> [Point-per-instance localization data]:
....

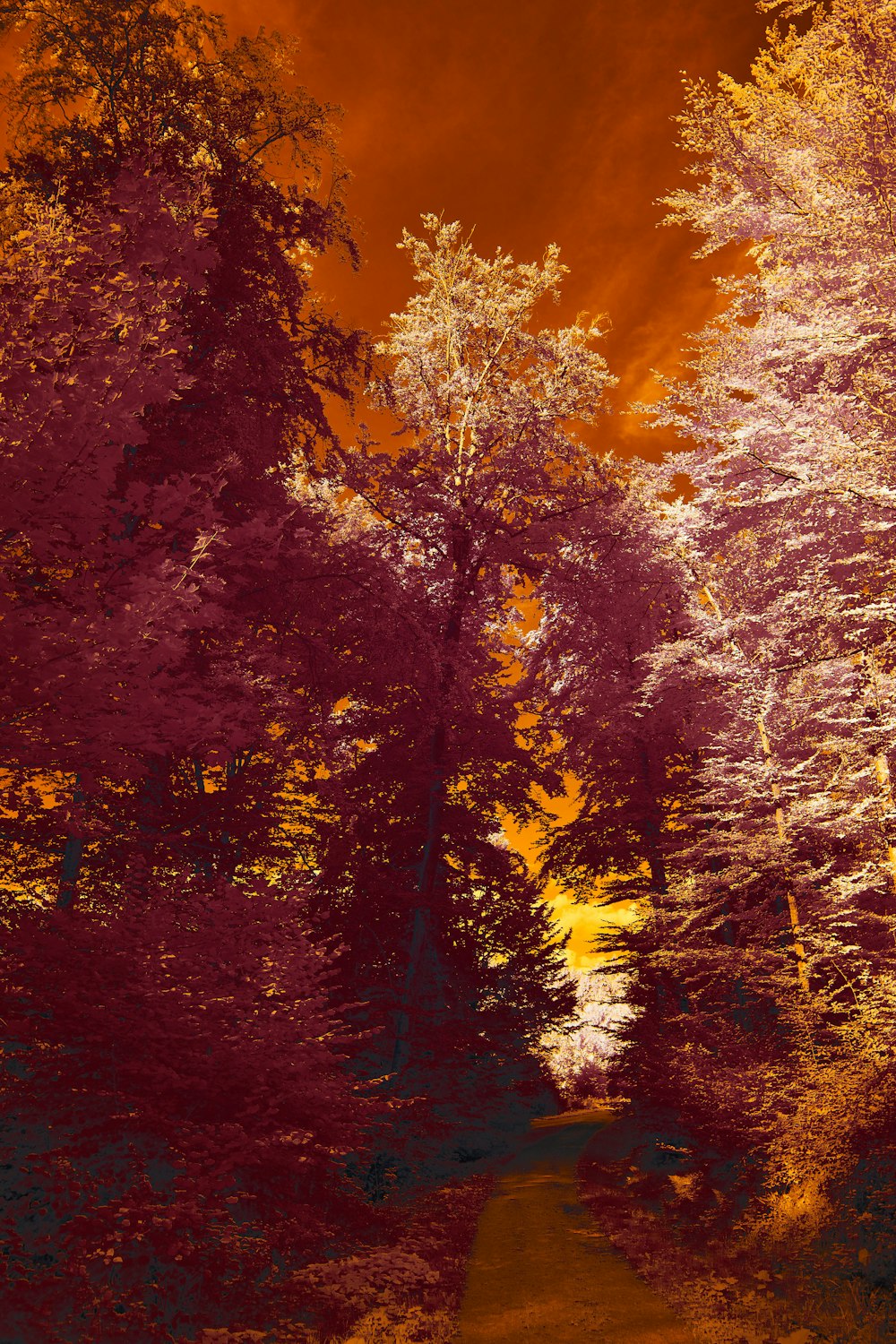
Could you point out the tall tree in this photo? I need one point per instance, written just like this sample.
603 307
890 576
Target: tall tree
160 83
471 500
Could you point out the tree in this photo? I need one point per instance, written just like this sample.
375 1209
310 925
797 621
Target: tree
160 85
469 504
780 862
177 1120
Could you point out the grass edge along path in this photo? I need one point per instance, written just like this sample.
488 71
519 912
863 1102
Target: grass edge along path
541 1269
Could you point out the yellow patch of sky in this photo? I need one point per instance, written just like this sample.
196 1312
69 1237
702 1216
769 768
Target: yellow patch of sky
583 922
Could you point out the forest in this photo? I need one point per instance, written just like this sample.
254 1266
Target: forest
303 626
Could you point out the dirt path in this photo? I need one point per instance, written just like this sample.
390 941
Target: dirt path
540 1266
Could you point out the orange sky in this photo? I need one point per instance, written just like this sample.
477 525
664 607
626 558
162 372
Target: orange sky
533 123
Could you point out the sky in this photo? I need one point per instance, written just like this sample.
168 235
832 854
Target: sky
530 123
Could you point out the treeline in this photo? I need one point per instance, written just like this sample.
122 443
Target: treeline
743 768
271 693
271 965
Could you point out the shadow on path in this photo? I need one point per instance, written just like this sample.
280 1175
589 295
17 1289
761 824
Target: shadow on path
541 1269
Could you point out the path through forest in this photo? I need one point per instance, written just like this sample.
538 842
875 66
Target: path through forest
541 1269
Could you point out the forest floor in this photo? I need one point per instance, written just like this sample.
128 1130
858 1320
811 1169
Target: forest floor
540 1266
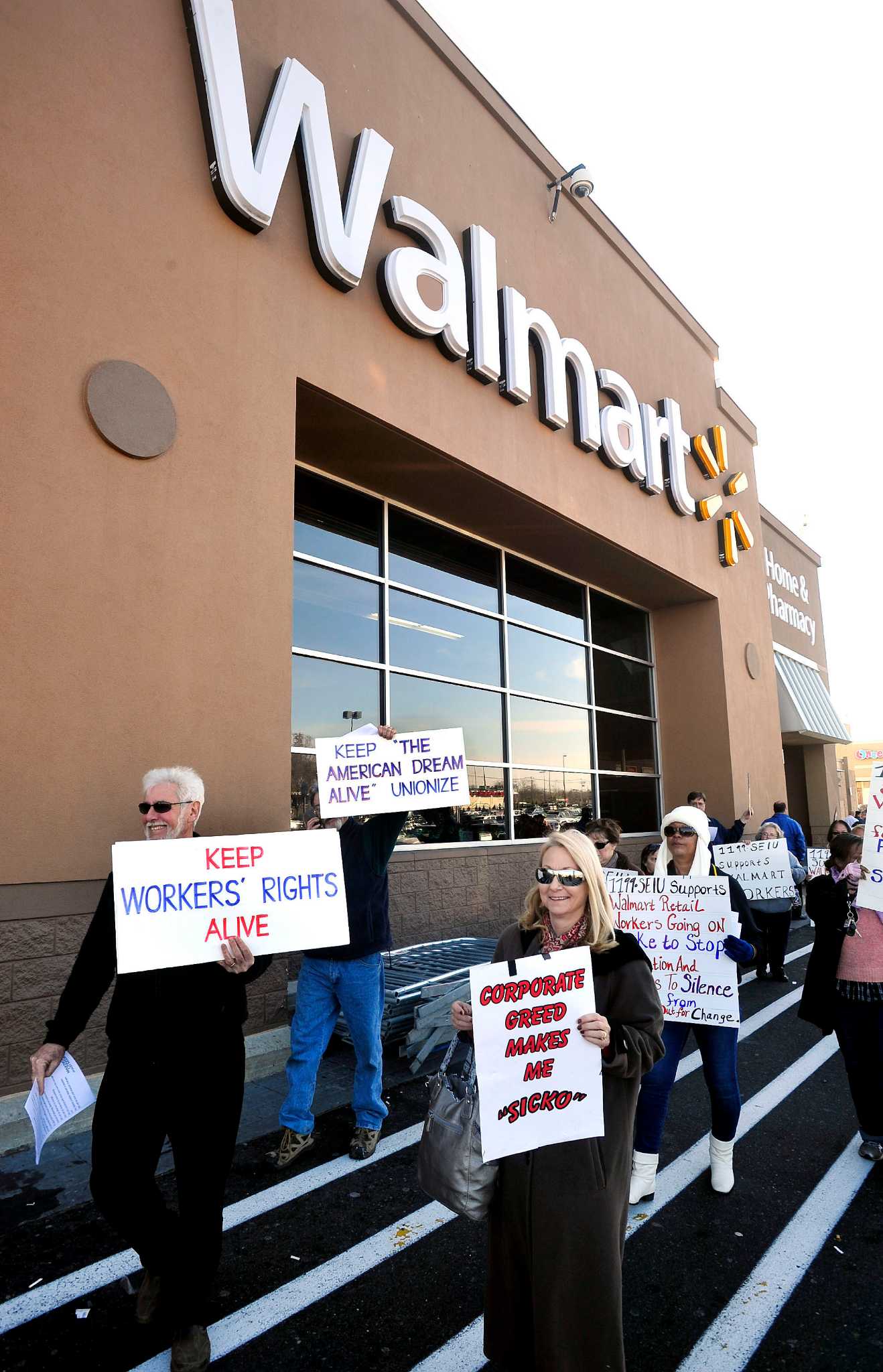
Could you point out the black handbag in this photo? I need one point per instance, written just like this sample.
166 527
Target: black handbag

....

> [What is required]: Set down the data again, exactly, without images.

> [Your response]:
Could you point out the tall tree in this photo? I need one point per instance, written just like this sample.
603 307
890 576
Target: tall tree
160 83
471 500
Could you point out the tree in this photo? I need one point per instance, written just like this sample.
375 1209
310 925
797 621
Target: tree
160 85
469 504
780 862
177 1120
Could you point out the grass edge along path in this photo? I need one point per instance, written just like this sample.
488 71
519 912
863 1102
Target: grass edge along path
541 1269
Could you point out the yellow patch of sky in this photo? I need one point per instance, written just like this sample.
196 1312
69 1237
702 1216
769 768
Target: yellow patch of sky
583 922
Could you point out the forest in this photo? I need one point per instance, written just like this sample.
254 1266
Target: forest
303 626
Could you point out the dirt path in this photo? I need one point per instance, written just like this sample.
390 941
Target: dirt path
540 1266
Could you point out the orange sky in this photo? I need one point per instance, written just like this sample.
477 525
664 607
626 558
162 372
Target: orange sky
533 123
Could you point out the sky in this photo? I need one point per instance, written just like this sample.
168 235
832 854
Target: sky
530 123
Could you point out the treeline in this photo? I need one point per instance, written just like this sample.
122 443
Target: treeline
743 768
271 693
271 965
Could you point out the shadow on path in this photo? I need one point per instance, written just like this sample.
280 1175
589 295
17 1289
761 824
Target: shadow on path
541 1269
Could you point out the path through forest in this photo? I need one point per instance, written just like this sample.
538 842
875 66
Target: path through forest
541 1269
Could you point out the forest floor in this photo? I need one point per instance, written just like this sample.
128 1130
858 1320
811 1169
Target: forest floor
540 1266
Could you point out the black handbag in this photo? I need one point per instance, written just like this sample.
166 527
Target: black handbag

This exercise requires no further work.